Copy all of the records below line for line, leaving out the pictures.

□ □ □ □ □

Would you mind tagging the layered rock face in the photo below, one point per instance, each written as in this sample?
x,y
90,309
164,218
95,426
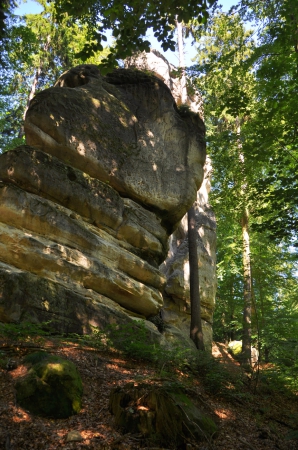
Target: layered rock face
x,y
176,310
87,206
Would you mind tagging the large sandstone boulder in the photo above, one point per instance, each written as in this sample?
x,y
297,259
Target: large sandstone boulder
x,y
176,310
87,207
123,130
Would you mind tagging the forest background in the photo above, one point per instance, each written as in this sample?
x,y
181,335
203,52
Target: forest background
x,y
245,65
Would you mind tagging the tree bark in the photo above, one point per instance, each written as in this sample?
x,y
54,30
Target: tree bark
x,y
181,62
247,294
196,332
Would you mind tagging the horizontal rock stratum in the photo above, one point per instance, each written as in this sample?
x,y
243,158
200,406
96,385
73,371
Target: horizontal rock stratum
x,y
87,206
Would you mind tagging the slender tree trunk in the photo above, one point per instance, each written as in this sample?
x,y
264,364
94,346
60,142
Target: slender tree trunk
x,y
34,85
181,62
196,332
247,294
30,97
247,279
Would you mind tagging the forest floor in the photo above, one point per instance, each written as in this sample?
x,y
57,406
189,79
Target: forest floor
x,y
258,419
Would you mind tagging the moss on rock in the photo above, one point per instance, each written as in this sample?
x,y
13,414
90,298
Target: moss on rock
x,y
52,388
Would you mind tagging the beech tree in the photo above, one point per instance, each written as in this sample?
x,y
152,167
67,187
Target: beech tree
x,y
37,50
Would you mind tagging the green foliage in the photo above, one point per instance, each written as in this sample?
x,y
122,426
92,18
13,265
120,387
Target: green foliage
x,y
135,341
130,21
36,357
37,50
216,378
25,331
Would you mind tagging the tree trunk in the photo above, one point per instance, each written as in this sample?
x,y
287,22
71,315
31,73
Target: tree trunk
x,y
196,332
181,62
247,294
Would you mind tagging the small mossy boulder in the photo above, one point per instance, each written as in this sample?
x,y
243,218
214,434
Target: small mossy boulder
x,y
52,387
161,413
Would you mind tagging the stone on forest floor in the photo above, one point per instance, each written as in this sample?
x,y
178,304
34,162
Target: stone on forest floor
x,y
51,388
160,413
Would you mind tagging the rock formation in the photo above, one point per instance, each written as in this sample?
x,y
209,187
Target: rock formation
x,y
176,310
88,205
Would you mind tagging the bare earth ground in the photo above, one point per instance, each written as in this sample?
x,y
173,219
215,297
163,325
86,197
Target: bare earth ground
x,y
258,422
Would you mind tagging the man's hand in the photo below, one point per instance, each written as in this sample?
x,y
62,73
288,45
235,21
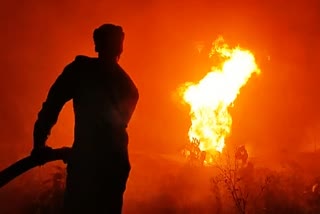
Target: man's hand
x,y
40,154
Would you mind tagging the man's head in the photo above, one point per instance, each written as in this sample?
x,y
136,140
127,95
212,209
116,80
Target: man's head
x,y
108,40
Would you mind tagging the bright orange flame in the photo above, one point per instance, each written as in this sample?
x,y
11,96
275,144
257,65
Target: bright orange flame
x,y
210,98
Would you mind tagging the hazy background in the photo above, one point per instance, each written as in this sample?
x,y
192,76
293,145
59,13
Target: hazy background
x,y
276,111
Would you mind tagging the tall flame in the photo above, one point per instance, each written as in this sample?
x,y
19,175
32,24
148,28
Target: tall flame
x,y
210,99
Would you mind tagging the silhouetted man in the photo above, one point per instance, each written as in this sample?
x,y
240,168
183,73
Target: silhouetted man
x,y
104,99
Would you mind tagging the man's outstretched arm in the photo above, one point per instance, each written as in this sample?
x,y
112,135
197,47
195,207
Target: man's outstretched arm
x,y
60,92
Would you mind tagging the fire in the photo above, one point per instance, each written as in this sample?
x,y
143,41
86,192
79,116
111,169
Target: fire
x,y
210,99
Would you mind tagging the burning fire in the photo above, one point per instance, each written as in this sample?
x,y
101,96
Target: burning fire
x,y
210,99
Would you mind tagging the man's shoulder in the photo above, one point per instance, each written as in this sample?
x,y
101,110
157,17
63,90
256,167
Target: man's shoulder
x,y
84,59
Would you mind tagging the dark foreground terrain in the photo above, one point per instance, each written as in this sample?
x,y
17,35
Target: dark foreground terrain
x,y
165,183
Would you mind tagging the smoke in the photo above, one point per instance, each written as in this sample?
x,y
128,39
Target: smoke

□ □ □ □ □

» **TASK RESULT**
Would you mind tagging the layered rock face in the photo below, one point per instance, each written as in this sample?
x,y
90,309
164,218
95,426
Target: layered rock face
x,y
176,310
87,206
Would you mind tagging the large sandstone boulder in the photo above, one point per instance, each written as in this sample?
x,y
297,259
Target: large sandstone boulder
x,y
176,310
87,207
123,130
Would you mind tagging the forest background in the photo above, one point per instance, each written as in this sample?
x,y
181,335
203,52
Target: forest background
x,y
245,65
Would you mind tagging the tree bark in the photo above, one point per instance, each written as in this sample?
x,y
54,30
Target: tree bark
x,y
181,62
247,294
196,332
Would you mind tagging the horizontal rock stratum in the photo above, one point per instance, each written as in this sample?
x,y
243,158
200,406
96,385
73,371
Target: horizontal rock stratum
x,y
87,206
Would you mind tagging the slender tree trunk in the photo above, one point per instance, each written as in this sample?
x,y
264,364
94,346
60,142
Target: slender tree trunk
x,y
34,85
181,62
196,332
247,294
30,97
247,279
Would you mind tagging the forest floor in the photo above, one point per instance, each written as in this sample?
x,y
57,406
189,79
Target: forest floor
x,y
258,419
Would you mind tagging the moss on rock in the photo above, one point per instance, each written as in this sample?
x,y
13,414
90,298
Target: moss on rock
x,y
52,388
Would you mind tagging the beech tree in the photo above, one point per instance, each written as in this sample?
x,y
152,167
67,187
Target: beech tree
x,y
37,50
Would you mind tagging the green foliage in the photo above, one point per instance, each written as in this sample?
x,y
122,426
92,18
13,265
120,387
Target: green foliage
x,y
135,341
130,21
36,357
37,50
216,378
25,331
Would you mind tagging the tree trunk in the photo above, one point per instance, each written as in this sample?
x,y
287,22
71,315
31,73
Target: tree trunk
x,y
196,332
181,62
247,294
Would you mind tagging the small mossy boulder in the photo above, one point per instance, each written as in this sample?
x,y
243,218
214,434
Target: small mossy boulder
x,y
52,387
161,413
Would you mind tagging the stone on forest floor in the photo above, one point per instance, each written as in this sample?
x,y
178,304
34,162
Target: stone on forest floor
x,y
51,388
160,413
Would you mind tagging the rock formation in the photo above, one point per instance, each written as in this sample?
x,y
209,187
Target: rock formation
x,y
176,310
88,205
Would you mind tagging the bare earth ground in the photo above, one point per instance, each written as in this sample?
x,y
173,219
215,297
163,325
86,197
Target: bare earth ground
x,y
258,422
Would you mind tagging the man's hand in the photo below, one point per instance, each written as in this sample?
x,y
62,73
288,45
235,21
Target: man's hand
x,y
40,154
Would you mind tagging the man's head in the photo above, one point per instance, each written as in this sample?
x,y
136,140
127,95
212,209
116,80
Target: man's head
x,y
108,40
Would you mind tagging the bright orange flame in the photo above, one point per instance, each written as in this sample?
x,y
11,96
275,144
257,65
Target: bright orange flame
x,y
210,98
Would you mind tagging the hazy background in the photo above, one point per instance, each written as in this sample?
x,y
192,76
293,145
59,13
Target: hazy background
x,y
276,111
Would you mind tagging the tall flame in the photo above, one point per instance, each written as in this sample?
x,y
19,175
32,24
148,28
Target: tall flame
x,y
210,99
Would you mind tagging the silhouetted man in the photo above, one point per instance, each written as in this sample?
x,y
240,168
183,73
Target: silhouetted man
x,y
104,99
Would you mind tagging the man's outstretched arm in the photo above, one point per instance, each written as in this sample?
x,y
112,135
197,47
195,207
Target: man's outstretched arm
x,y
60,92
Would you mind tagging the fire in the photo above, one point per instance, each written as in this sample?
x,y
143,41
86,192
79,116
111,169
Target: fire
x,y
210,99
Would you mind tagging the burning fire in the photo above, one point per instance, each written as in this sample?
x,y
101,96
Target: burning fire
x,y
210,99
Would you mind tagging the man's shoulder in the photo above, one point per instance, each written as in this sample?
x,y
101,110
157,17
63,90
256,167
Target: man's shoulder
x,y
84,59
Would you mind tagging the dark foreground terrain in the photo above, one point per instance, each written as in this sample?
x,y
17,35
Target: dark foreground terrain
x,y
165,183
Would you mind tagging the smoke in the photo above, one point per instance, each written as in this sample?
x,y
128,39
Target: smoke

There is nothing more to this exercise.